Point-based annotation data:
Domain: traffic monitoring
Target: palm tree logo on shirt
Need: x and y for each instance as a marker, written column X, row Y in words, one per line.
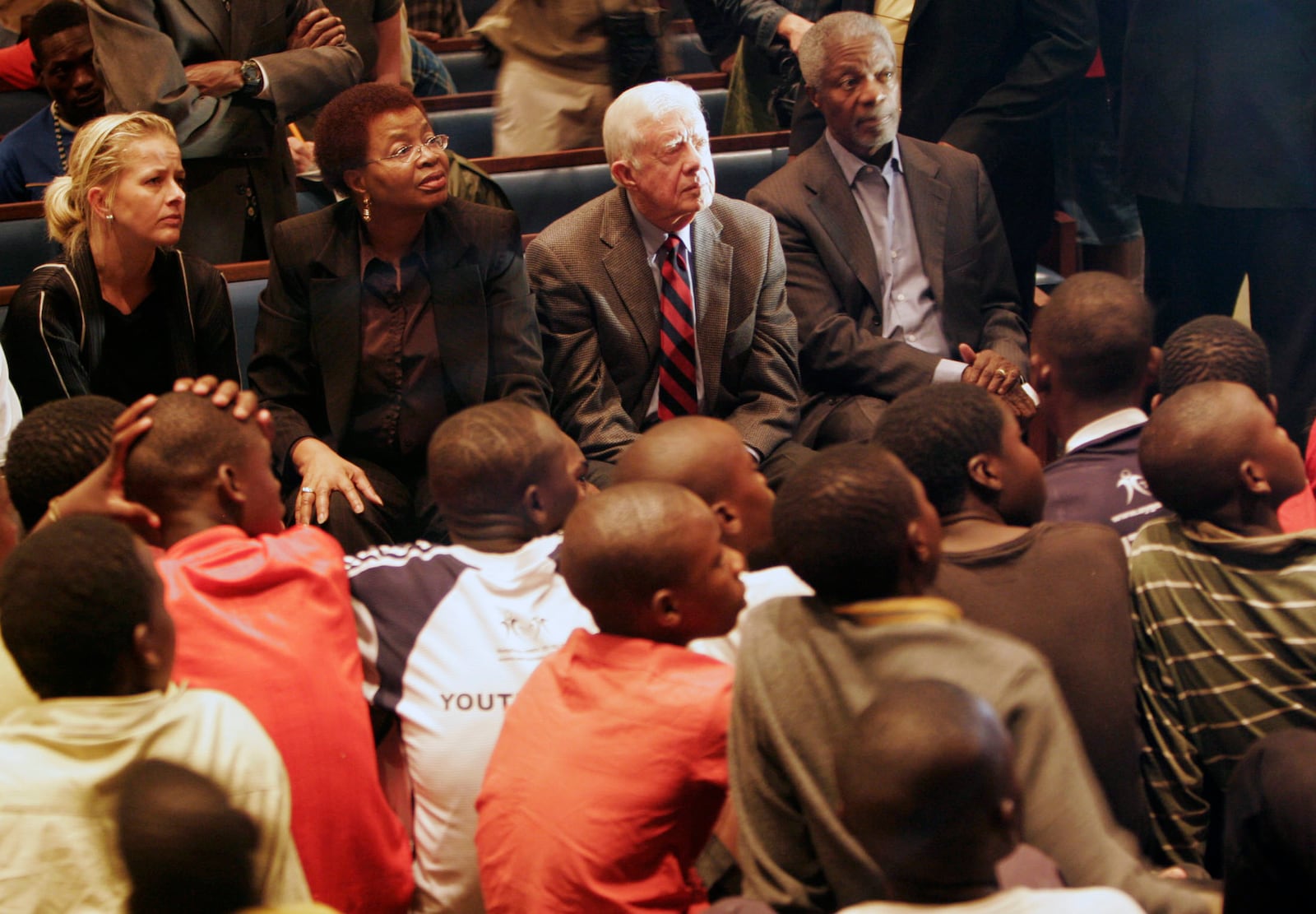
column 528, row 629
column 1132, row 484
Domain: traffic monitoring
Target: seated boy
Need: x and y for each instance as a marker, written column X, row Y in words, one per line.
column 707, row 456
column 1092, row 363
column 451, row 633
column 947, row 808
column 1219, row 348
column 611, row 769
column 857, row 527
column 54, row 448
column 1226, row 605
column 265, row 614
column 1039, row 581
column 184, row 846
column 83, row 617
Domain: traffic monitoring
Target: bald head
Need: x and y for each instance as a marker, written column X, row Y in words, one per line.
column 695, row 452
column 188, row 438
column 631, row 541
column 183, row 844
column 1214, row 444
column 842, row 523
column 1215, row 348
column 1096, row 335
column 708, row 457
column 484, row 460
column 941, row 811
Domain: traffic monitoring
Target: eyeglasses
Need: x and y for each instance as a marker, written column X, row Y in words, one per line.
column 436, row 144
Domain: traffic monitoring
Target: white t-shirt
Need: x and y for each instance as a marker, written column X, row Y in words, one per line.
column 1017, row 901
column 447, row 638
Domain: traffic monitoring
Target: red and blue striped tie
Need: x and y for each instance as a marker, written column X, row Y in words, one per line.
column 678, row 394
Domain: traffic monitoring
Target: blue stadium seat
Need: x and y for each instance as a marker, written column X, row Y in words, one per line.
column 245, row 295
column 25, row 248
column 470, row 131
column 469, row 72
column 543, row 195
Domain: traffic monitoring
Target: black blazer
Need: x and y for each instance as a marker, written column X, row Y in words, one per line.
column 56, row 330
column 308, row 331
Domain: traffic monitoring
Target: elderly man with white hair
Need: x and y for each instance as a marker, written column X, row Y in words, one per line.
column 661, row 298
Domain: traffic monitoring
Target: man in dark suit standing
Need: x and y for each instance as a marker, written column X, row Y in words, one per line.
column 661, row 298
column 898, row 265
column 1219, row 142
column 228, row 74
column 980, row 77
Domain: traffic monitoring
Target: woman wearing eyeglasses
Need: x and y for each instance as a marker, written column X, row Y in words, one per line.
column 385, row 313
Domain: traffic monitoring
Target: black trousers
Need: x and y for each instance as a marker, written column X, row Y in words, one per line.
column 1270, row 828
column 1195, row 261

TASK DIRECTIONS:
Write out the rows verbatim from the first line through the line containing "column 83, row 617", including both of those lines. Omit the pictures from your output.

SOLUTION:
Domain: traffic monitoring
Target: palm tree logo on shirt
Need: x and y for each instance as a marker, written column X, row Y in words, one per line.
column 528, row 629
column 1132, row 484
Domain: traffic monitoring
Target: seated boy
Need: x and y for each instance as a marker, written column X, row Y in words, one per line.
column 707, row 456
column 1092, row 363
column 451, row 633
column 947, row 808
column 1219, row 348
column 611, row 769
column 857, row 527
column 54, row 448
column 1226, row 605
column 265, row 614
column 1039, row 581
column 184, row 846
column 83, row 617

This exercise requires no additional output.